==== Records shown ====

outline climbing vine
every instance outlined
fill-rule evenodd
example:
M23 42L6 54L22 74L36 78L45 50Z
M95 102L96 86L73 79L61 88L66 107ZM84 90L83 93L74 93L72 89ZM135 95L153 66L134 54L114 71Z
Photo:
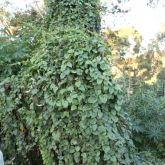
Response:
M30 164L34 153L44 165L133 163L122 90L112 80L111 52L96 33L98 1L46 4L41 44L1 82L1 141L14 145L13 163Z
M63 36L63 37L61 37ZM129 164L133 146L100 36L57 28L10 80L8 97L44 164ZM6 111L8 111L6 109Z
M45 0L47 24L54 26L76 26L89 31L100 31L100 12L103 7L99 0Z

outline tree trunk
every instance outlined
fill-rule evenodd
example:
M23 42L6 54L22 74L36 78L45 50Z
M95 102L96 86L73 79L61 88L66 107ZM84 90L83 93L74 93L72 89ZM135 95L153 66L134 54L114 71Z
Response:
M98 0L45 0L48 24L100 31Z

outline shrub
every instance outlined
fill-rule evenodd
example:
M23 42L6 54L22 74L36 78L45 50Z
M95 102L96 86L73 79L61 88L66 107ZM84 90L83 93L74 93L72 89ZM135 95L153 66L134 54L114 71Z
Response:
M157 86L143 85L125 104L130 113L133 139L140 151L148 150L164 158L165 101L157 96Z

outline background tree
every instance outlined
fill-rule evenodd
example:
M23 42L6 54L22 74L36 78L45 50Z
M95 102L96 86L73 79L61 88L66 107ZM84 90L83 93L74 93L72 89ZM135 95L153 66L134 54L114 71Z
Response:
M131 93L142 81L139 79L138 55L141 51L141 34L132 27L116 31L110 29L104 33L105 39L112 49L112 73L115 79L124 77L121 83ZM125 83L123 83L125 82Z

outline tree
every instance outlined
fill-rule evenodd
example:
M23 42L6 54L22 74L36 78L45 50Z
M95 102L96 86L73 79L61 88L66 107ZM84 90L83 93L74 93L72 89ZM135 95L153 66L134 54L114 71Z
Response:
M143 82L151 84L158 79L163 80L163 31L156 34L143 53L140 51L142 36L133 28L118 31L108 29L104 35L112 49L113 76L118 79L124 77L121 83L128 89L128 96ZM162 86L163 84L162 81Z
M41 153L45 165L136 162L122 91L111 76L111 52L98 34L99 2L46 5L41 44L2 83L12 87L1 87L2 141L15 138L25 164L30 153Z
M118 80L123 77L120 81L129 96L142 81L138 67L142 36L132 27L116 31L107 29L104 36L112 50L113 76Z

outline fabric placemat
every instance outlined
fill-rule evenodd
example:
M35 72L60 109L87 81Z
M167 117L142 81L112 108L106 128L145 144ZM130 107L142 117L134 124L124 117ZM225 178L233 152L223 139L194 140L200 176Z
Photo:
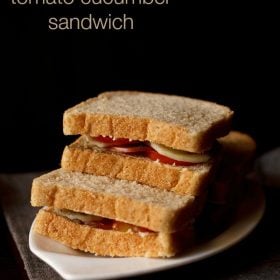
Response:
M31 182L38 175L38 173L0 175L3 214L29 279L61 280L62 278L50 266L31 253L28 246L29 230L38 211L30 205Z

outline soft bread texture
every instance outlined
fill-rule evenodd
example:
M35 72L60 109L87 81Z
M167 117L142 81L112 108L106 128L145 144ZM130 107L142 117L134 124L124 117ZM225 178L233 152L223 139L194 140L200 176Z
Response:
M33 180L31 204L93 214L161 232L181 229L201 209L193 196L63 169Z
M43 209L36 216L33 230L73 249L111 257L172 257L193 237L191 228L173 234L96 229Z
M68 109L66 135L105 135L203 152L229 132L233 112L212 102L137 91L100 94Z
M88 138L81 136L65 147L61 166L69 171L136 181L179 194L198 196L205 192L211 181L217 161L214 158L188 167L172 166L147 157L105 151L90 145Z

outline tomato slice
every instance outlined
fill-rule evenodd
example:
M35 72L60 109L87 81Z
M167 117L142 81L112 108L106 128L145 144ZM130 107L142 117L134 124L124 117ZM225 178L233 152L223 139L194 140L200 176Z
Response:
M94 140L98 141L98 142L102 142L105 143L109 146L125 146L125 145L135 145L135 144L139 144L139 141L137 140L132 140L130 141L127 138L116 138L113 139L109 136L97 136L93 138Z
M189 166L189 165L193 165L193 163L191 162L186 162L186 161L179 161L179 160L175 160L166 156L163 156L161 154L159 154L157 151L153 150L152 148L147 150L147 156L151 159L151 160L158 160L161 163L166 163L166 164L175 164L178 166Z
M113 226L113 220L103 218L100 221L94 221L93 220L91 222L88 222L88 223L86 223L86 225L92 226L94 228L111 230L112 226Z
M148 228L144 228L144 227L139 227L139 226L134 226L133 227L133 231L134 232L143 232L143 233L151 233L151 232L154 232Z
M153 232L152 230L149 230L147 228L135 226L132 224L120 222L120 221L114 221L111 219L103 218L100 221L90 221L85 223L88 226L92 226L94 228L99 228L99 229L105 229L105 230L116 230L116 231L122 231L122 232L127 232L131 230L132 232L139 233L151 233Z
M112 228L113 228L113 230L122 231L122 232L127 232L127 231L132 231L132 232L135 232L135 233L139 233L139 232L151 233L151 232L153 232L152 230L149 230L147 228L135 226L135 225L120 222L120 221L114 221Z
M104 143L106 147L112 152L125 153L129 155L147 156L151 160L158 160L161 163L177 165L177 166L189 166L194 163L179 161L158 153L156 150L147 146L145 142L137 140L129 141L127 138L113 139L109 136L98 136L93 138L95 141Z

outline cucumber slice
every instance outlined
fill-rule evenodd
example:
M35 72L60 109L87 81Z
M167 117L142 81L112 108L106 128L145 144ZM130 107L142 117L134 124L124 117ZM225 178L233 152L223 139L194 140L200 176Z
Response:
M78 212L74 212L71 210L66 210L66 209L55 209L54 210L58 215L67 217L70 220L79 220L83 223L89 223L92 221L95 222L99 222L101 221L103 218L102 217L98 217L98 216L94 216L94 215L88 215L88 214L84 214L84 213L78 213Z
M88 140L88 143L90 143L90 145L96 146L96 147L98 147L98 148L107 148L107 147L110 146L110 145L108 145L108 144L106 144L106 143L99 142L99 141L93 139L93 138L90 137L90 136L87 136L87 140Z
M210 155L207 153L203 153L203 154L190 153L186 151L168 148L164 145L155 144L155 143L151 143L151 147L154 150L156 150L159 154L178 161L202 163L210 159Z

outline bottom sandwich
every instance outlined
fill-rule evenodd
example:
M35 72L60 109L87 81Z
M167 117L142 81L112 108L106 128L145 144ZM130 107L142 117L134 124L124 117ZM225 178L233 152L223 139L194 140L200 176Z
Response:
M35 232L101 256L171 257L192 239L203 200L58 169L34 179L31 204L43 206Z
M43 208L37 214L34 231L100 256L172 257L190 246L193 230L189 226L175 233L148 229L72 211Z

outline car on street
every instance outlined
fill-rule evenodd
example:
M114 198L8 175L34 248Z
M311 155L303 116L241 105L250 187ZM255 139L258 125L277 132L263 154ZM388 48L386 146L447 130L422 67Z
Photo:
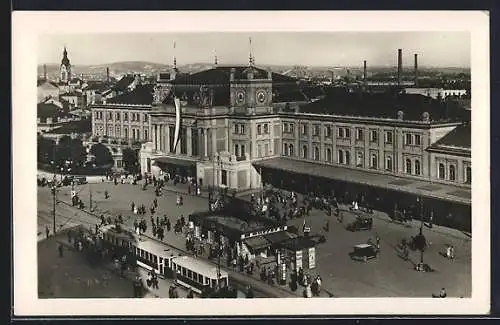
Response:
M66 176L62 181L63 186L71 185L71 183L75 185L83 185L87 184L87 177L85 176Z
M371 244L358 244L349 253L352 260L366 262L377 257L377 248Z
M358 216L356 220L346 226L349 231L371 230L373 228L373 219L365 216Z

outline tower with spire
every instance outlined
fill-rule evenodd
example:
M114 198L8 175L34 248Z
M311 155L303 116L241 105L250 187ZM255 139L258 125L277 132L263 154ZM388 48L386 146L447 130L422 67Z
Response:
M62 83L67 83L71 80L71 63L68 59L68 51L66 46L64 46L63 58L61 60L61 66L59 67L59 81Z

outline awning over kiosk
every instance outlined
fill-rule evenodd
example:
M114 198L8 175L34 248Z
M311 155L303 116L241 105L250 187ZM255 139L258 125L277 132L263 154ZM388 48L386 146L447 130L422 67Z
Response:
M261 250L270 246L270 242L264 236L255 236L243 241L253 251Z
M289 240L291 238L290 234L286 231L275 232L264 236L271 245L275 246L281 242Z
M285 248L291 251L300 251L306 248L315 247L316 243L307 237L295 237L277 244L279 248Z
M165 164L165 165L175 165L175 166L183 166L183 167L196 167L196 161L194 160L186 160L186 159L178 159L172 157L158 157L153 158L154 164Z

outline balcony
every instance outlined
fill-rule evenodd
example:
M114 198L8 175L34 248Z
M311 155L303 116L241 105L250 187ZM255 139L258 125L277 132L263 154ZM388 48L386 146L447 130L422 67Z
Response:
M246 155L236 156L236 161L245 161L245 160L247 160L247 156Z

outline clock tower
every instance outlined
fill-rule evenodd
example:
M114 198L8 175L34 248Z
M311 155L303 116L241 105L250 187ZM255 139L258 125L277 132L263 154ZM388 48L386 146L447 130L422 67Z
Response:
M238 71L239 70L239 71ZM231 111L236 114L272 113L272 74L251 64L231 69Z

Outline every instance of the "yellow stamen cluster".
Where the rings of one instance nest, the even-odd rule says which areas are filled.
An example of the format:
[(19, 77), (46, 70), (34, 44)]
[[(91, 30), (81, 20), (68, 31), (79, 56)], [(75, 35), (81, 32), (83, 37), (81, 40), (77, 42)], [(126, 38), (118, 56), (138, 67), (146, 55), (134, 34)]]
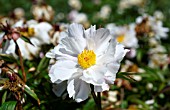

====

**Work request**
Show the lines above that include "slice".

**Task result**
outline tomato slice
outline cucumber slice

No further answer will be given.